* **REQUEST**: From the line containing "Keypoint placement: for each instance of the mist" through the last line of the data, return those lines exactly as written and nothing more.

* **RECORDS FOR THIS EXERCISE**:
----
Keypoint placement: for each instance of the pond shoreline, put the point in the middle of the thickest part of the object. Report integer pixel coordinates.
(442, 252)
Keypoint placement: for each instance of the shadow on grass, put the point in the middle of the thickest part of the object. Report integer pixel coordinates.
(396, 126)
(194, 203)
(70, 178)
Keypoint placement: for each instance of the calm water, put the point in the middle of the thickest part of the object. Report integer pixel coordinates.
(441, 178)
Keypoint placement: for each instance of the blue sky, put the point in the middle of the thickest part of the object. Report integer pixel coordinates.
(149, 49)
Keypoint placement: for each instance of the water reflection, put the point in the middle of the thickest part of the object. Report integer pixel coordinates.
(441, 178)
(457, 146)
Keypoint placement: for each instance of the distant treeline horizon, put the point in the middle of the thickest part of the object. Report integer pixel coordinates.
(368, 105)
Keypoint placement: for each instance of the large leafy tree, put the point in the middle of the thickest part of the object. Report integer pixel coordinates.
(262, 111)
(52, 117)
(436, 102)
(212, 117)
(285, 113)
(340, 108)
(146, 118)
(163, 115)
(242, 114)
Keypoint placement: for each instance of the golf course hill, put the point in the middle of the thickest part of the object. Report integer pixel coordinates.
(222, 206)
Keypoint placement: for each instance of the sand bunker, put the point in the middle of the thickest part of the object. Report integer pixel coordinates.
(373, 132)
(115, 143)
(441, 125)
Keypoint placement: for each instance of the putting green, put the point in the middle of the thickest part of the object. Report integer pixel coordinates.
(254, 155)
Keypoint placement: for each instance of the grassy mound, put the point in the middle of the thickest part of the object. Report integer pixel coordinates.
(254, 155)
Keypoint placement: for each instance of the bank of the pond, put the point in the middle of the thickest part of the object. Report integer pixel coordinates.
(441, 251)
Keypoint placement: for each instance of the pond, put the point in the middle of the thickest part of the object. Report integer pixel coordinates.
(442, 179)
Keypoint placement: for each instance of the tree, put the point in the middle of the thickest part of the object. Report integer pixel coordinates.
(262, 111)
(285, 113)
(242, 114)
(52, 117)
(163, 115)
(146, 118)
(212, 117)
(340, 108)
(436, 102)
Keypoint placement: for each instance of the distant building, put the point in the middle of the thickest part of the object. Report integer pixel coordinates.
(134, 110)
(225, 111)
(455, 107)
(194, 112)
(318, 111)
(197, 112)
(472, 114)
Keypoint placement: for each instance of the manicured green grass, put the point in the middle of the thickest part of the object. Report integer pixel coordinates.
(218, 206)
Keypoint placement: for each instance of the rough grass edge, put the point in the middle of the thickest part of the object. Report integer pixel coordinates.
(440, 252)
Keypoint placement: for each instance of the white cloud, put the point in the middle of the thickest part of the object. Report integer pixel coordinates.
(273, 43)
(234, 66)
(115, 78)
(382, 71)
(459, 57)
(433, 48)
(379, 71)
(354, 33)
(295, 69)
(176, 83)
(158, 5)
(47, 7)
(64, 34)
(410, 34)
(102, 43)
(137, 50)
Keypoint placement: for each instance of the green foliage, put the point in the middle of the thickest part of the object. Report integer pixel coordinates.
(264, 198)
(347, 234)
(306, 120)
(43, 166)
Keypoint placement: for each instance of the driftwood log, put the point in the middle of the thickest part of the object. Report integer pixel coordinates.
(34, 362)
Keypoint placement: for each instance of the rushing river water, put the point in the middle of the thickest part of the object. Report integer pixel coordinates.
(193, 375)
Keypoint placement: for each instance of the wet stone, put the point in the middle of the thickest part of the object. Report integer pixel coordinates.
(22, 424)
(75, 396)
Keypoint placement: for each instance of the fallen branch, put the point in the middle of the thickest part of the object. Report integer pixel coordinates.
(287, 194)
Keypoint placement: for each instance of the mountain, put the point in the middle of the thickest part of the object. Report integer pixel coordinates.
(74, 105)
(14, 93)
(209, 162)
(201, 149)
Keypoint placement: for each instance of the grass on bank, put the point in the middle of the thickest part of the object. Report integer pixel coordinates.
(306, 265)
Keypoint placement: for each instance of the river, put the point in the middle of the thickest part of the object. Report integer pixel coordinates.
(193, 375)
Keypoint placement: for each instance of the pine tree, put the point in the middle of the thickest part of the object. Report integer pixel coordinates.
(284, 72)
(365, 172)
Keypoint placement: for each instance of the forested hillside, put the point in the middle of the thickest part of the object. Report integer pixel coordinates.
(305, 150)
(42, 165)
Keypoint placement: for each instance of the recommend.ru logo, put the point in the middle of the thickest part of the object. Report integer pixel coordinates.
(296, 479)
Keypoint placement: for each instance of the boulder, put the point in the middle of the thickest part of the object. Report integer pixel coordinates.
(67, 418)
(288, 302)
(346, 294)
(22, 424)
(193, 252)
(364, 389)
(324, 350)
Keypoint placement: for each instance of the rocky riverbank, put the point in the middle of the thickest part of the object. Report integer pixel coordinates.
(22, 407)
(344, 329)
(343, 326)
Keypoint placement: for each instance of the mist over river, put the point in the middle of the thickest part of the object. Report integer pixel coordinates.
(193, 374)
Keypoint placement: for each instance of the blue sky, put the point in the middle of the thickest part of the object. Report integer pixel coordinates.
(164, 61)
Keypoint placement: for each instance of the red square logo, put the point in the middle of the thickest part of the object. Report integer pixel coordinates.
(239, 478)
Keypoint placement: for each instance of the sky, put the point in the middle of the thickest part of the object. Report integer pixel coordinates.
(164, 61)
----
* **WRITTEN RESPONSE**:
Keypoint placement: for each instance of the mist over river, put the point in the middle of the thickest part of the object. Report integer pixel coordinates.
(193, 374)
Keypoint placement: for each instance of the blue sky, put the point in the middle of the thickest part of the object. Report integer pixel coordinates.
(164, 61)
Keypoint placement: for each instance of the red square logo, put the point in the middle of the thickest part of the object. Report integer pixel coordinates.
(239, 478)
Keypoint placement: for each instance of the sky, put the point in the middle of the thickest part of the object. Report integer pixel coordinates.
(164, 61)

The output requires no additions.